### Task statement:
Edit the part that opens at the start of the records and closes with the line containing "431 220 L 424", putting "door knob" in place of "door handle" and keeping everything else the same. Leave the pictures out of your answer.
>>>
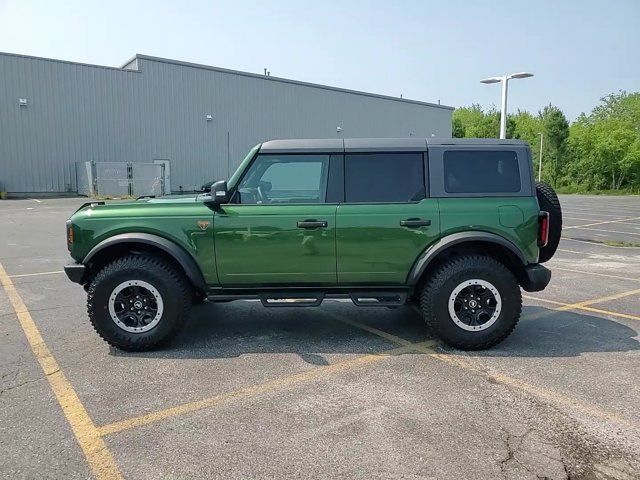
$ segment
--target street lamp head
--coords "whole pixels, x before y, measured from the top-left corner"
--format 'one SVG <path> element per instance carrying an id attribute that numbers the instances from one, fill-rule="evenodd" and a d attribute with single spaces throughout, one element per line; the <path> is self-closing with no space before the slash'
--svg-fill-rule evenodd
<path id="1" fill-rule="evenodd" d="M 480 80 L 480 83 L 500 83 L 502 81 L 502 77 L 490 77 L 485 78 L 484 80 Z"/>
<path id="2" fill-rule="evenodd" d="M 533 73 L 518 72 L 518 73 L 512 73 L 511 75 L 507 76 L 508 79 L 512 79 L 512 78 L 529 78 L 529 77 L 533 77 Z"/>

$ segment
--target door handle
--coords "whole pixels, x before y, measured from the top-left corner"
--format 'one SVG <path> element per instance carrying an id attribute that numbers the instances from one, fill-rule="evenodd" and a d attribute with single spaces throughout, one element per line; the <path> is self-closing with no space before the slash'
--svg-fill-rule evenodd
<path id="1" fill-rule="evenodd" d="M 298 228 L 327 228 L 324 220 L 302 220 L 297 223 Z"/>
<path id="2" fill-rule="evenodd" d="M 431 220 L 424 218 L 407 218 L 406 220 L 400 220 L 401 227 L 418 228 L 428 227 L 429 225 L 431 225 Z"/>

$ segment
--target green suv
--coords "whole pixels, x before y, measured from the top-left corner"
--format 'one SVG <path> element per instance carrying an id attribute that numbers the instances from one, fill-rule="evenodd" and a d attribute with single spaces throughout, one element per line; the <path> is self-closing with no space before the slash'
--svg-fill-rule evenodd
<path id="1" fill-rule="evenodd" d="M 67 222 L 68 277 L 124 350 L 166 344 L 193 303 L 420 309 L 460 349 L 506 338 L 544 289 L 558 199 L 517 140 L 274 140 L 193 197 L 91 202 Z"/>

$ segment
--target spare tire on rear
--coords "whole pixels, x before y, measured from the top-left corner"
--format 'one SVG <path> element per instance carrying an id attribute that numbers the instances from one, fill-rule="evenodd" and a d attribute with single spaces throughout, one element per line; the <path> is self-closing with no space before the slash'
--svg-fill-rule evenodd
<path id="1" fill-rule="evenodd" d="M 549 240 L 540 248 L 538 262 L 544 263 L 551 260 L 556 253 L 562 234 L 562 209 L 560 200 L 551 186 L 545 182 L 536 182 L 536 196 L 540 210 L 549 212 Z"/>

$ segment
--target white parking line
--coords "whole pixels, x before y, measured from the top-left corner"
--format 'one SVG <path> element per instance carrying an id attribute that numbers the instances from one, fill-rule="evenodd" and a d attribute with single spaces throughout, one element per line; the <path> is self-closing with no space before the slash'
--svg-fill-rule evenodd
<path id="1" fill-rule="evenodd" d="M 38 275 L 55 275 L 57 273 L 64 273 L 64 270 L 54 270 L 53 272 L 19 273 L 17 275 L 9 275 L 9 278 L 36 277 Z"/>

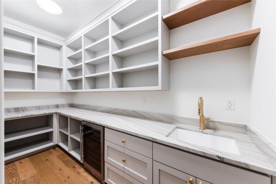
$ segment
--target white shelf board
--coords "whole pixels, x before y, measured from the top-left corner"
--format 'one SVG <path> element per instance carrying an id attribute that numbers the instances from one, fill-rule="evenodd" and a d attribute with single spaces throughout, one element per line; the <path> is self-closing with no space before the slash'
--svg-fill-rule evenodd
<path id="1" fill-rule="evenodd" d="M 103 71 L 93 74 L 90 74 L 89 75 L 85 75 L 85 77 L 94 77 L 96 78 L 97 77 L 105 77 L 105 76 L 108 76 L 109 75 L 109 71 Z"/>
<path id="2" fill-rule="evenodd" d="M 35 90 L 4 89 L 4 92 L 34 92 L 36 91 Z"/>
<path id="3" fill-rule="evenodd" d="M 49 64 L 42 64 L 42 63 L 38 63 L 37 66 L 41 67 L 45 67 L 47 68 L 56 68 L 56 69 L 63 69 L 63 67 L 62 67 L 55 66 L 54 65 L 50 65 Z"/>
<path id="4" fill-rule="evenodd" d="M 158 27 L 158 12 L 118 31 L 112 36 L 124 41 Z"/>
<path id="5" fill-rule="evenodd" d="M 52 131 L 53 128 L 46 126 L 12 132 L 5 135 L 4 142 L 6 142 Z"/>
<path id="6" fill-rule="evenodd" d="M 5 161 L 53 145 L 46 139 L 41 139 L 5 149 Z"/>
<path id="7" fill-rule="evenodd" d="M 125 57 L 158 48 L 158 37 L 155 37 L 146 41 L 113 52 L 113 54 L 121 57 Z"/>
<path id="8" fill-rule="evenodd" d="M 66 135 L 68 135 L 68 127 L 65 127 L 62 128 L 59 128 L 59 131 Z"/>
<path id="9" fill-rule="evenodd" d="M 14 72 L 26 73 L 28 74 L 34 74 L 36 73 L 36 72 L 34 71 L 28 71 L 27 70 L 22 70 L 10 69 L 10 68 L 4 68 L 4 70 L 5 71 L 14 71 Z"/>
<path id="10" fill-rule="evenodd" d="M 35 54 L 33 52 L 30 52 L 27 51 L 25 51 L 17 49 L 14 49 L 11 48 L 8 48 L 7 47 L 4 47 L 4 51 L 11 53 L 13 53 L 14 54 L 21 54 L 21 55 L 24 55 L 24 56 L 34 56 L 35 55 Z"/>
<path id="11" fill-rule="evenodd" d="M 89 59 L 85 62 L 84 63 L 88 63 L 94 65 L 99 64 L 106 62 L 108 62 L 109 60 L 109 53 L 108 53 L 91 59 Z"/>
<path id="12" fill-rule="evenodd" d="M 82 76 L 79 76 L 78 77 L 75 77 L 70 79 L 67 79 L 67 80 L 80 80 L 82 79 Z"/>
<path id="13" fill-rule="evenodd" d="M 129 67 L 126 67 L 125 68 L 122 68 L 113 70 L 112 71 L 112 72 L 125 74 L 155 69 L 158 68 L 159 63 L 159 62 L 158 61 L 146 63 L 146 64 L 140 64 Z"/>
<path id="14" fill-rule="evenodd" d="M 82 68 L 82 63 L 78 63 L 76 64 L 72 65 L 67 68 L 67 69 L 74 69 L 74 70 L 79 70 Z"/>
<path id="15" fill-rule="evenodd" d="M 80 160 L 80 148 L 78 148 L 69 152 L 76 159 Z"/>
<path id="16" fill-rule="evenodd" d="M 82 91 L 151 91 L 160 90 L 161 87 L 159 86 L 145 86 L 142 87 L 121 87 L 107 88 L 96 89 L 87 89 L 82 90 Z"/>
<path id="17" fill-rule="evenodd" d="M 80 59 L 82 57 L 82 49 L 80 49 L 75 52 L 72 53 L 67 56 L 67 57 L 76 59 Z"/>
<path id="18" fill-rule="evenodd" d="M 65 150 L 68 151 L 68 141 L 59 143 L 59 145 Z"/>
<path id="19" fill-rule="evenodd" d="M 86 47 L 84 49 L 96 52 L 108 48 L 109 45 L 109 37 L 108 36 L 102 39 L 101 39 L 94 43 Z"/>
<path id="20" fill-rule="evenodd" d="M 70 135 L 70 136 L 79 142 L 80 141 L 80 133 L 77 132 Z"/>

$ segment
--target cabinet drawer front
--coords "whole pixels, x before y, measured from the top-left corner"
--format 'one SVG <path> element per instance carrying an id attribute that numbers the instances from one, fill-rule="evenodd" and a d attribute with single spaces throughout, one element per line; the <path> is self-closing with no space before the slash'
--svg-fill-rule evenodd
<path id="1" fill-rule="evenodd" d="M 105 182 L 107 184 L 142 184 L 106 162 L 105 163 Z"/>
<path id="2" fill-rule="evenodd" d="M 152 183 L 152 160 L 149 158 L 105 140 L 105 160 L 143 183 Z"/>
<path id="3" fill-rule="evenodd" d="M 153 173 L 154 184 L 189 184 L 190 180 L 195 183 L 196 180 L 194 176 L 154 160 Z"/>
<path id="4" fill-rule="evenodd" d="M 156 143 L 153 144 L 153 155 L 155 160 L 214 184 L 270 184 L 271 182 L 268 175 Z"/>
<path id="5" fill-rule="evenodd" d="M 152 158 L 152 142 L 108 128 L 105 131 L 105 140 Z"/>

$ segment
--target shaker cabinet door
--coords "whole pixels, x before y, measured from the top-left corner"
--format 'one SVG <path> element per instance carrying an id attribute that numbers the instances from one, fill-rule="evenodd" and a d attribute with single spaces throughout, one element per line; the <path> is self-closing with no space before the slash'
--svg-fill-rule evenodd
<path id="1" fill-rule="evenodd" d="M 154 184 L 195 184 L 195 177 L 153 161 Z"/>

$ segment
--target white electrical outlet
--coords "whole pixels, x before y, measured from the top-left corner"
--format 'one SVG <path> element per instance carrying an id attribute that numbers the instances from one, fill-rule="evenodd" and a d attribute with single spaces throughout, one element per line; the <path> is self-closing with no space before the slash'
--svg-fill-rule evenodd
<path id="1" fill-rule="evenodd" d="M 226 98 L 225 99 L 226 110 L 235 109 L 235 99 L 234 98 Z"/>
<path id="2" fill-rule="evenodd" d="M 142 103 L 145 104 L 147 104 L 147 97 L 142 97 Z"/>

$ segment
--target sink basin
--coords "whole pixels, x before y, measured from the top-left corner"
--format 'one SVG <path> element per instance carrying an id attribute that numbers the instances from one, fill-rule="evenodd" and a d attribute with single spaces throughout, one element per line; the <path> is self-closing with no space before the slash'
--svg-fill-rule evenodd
<<<
### Written reply:
$ segment
--target street lamp head
--coords "whole pixels, x before y, measured from the top-left corner"
--format 'one SVG <path> element per instance carrying an id attribute that numbers the instances from one, fill-rule="evenodd" and a d attribute with single spaces throughout, one element per line; the <path> is self-closing with no space before the slash'
--svg-fill-rule evenodd
<path id="1" fill-rule="evenodd" d="M 480 80 L 480 83 L 500 83 L 502 81 L 502 77 L 490 77 L 485 78 L 484 80 Z"/>
<path id="2" fill-rule="evenodd" d="M 533 73 L 518 72 L 518 73 L 512 73 L 511 75 L 507 76 L 508 79 L 512 79 L 512 78 L 529 78 L 529 77 L 533 77 Z"/>

$ segment
--target door knob
--coords "whole pixels, x before y, measured from the top-left corner"
--format 'one SVG <path> element per instance carrying an id attribute that numbers the instances from one, fill-rule="evenodd" and a d attribute with single spaces throughout, one element per line; the <path> is self-closing with no space before the slash'
--svg-fill-rule evenodd
<path id="1" fill-rule="evenodd" d="M 298 228 L 327 228 L 324 220 L 302 220 L 297 223 Z"/>
<path id="2" fill-rule="evenodd" d="M 431 220 L 424 218 L 407 218 L 406 220 L 400 220 L 401 227 L 418 228 L 428 227 L 429 225 L 431 225 Z"/>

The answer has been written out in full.